> [Directive] Rewrite every line of the items below, substituting "Reference point" for each occurrence of "Sample point" and changing nothing else. Omit the pictures from your answer.

> [Material for this exercise]
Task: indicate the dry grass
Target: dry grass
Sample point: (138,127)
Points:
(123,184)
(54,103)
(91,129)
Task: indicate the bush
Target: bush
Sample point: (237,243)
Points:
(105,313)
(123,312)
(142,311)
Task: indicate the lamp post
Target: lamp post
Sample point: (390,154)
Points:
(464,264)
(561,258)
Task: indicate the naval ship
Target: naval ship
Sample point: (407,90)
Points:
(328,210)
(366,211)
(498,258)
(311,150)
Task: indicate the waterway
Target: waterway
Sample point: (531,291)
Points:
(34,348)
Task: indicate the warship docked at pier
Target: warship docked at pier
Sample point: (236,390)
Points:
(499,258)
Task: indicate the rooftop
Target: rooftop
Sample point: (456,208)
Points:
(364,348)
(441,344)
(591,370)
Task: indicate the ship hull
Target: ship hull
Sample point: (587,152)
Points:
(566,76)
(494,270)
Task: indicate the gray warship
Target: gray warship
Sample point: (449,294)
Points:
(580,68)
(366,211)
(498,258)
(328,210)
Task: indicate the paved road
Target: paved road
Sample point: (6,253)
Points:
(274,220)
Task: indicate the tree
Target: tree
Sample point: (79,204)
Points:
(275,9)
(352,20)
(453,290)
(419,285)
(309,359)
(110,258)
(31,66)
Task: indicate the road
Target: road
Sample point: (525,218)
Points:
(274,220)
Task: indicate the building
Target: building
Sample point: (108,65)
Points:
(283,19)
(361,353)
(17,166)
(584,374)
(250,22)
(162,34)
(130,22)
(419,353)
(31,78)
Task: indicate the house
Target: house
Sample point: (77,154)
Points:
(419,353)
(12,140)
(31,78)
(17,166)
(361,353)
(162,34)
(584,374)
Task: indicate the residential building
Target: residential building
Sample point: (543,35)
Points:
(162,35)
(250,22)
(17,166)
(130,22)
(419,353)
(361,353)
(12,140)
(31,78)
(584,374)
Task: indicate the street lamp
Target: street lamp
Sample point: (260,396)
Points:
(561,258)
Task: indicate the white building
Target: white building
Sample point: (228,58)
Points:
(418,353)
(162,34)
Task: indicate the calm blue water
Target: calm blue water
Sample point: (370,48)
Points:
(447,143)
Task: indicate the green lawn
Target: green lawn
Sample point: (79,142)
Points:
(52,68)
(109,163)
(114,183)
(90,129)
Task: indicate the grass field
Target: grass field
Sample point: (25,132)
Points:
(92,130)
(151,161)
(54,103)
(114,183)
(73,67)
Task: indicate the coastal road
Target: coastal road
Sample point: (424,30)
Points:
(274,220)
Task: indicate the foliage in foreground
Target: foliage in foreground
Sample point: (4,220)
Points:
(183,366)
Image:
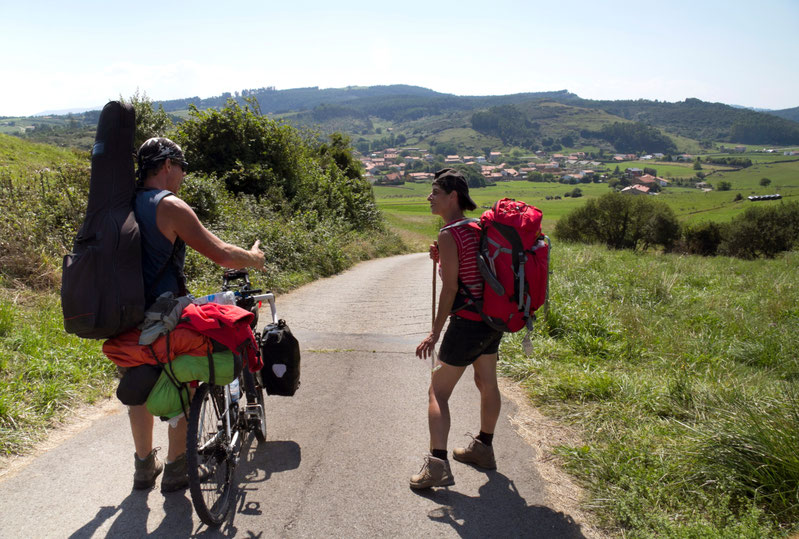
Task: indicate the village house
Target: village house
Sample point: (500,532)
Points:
(421,177)
(636,190)
(646,179)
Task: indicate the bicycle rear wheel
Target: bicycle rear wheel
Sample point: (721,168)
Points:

> [Reply to the task]
Task: indicate the dry grass
Target: dry grass
Reference point: (138,127)
Points:
(123,184)
(54,103)
(91,129)
Task: indicate the bush
Target: bush
Reference point: (237,243)
Points:
(105,313)
(123,312)
(142,311)
Task: indicate the lamp post
Target: lamp post
Reference point: (390,154)
Points:
(464,264)
(561,258)
Task: indicate the naval ship
Target: naval ship
Reference point: (407,90)
Points:
(328,210)
(366,211)
(498,258)
(311,150)
Task: indicate the waterway
Target: waterway
Reference point: (531,291)
Points:
(34,348)
Task: indicate the warship docked at pier
Target: warship docked at pier
Reference point: (236,390)
Points:
(499,258)
Task: indicate the rooftop
Target: rooftop
Reference point: (456,208)
Points:
(364,348)
(441,344)
(591,370)
Task: indicate the ship hull
Target: ship hull
Reference point: (587,152)
Points:
(566,76)
(494,270)
Task: indicate the gray warship
Target: gray warship
Reference point: (449,294)
Points:
(580,68)
(366,211)
(498,258)
(328,210)
Task: indicate the paved road
Target: paved road
Reference point: (6,253)
Points:
(274,220)
Task: indicate the tree
Target: tree
Reference point: (79,204)
Points:
(275,9)
(352,20)
(453,290)
(419,285)
(309,359)
(110,258)
(31,66)
Task: indicate the road
Target: road
Reference point: (525,218)
Points:
(274,220)
Task: indicate the building
Target: building
Reference point: (108,65)
Points:
(283,19)
(361,353)
(17,166)
(584,374)
(250,22)
(162,34)
(130,22)
(419,353)
(31,78)
Task: indicate the house
Target: house
Reference point: (77,154)
Points:
(419,353)
(12,140)
(31,78)
(17,166)
(361,353)
(162,34)
(584,374)
Task: indicate the residential building
Target: residential building
Reference point: (543,35)
Points:
(162,35)
(250,22)
(17,166)
(130,22)
(419,353)
(361,353)
(12,140)
(31,78)
(584,374)
Task: indicate the street lamp
Target: street lamp
Reference point: (260,396)
Points:
(561,258)
Task: indicate the white building
Target: white building
Reference point: (228,58)
Points:
(418,353)
(162,34)
Task: indicate the calm blue water
Target: calm blue water
Reference point: (370,48)
Points:
(447,143)
Task: indicate the green lawn
Target: green lawn
Reference point: (79,142)
Points:
(52,68)
(109,163)
(114,183)
(90,129)
Task: indicate the grass field
Target: grass field
Reference point: (25,132)
Points:
(92,130)
(151,161)
(54,103)
(114,183)
(73,67)
Task: indicate the coastal road
Target: coastal road
Reference point: (424,30)
Points:
(274,220)
Task: indicate the foliage in foreground
Target: foliage in foreground
Reference point: (4,220)
Points:
(183,366)
Image:
Task: indicate the village house
Target: village house
Reference point: (500,532)
Points:
(421,177)
(636,190)
(646,179)
Task: indicate the bicycle rear wheel
Target: bicycle rear wheel
Reference point: (721,168)
Points:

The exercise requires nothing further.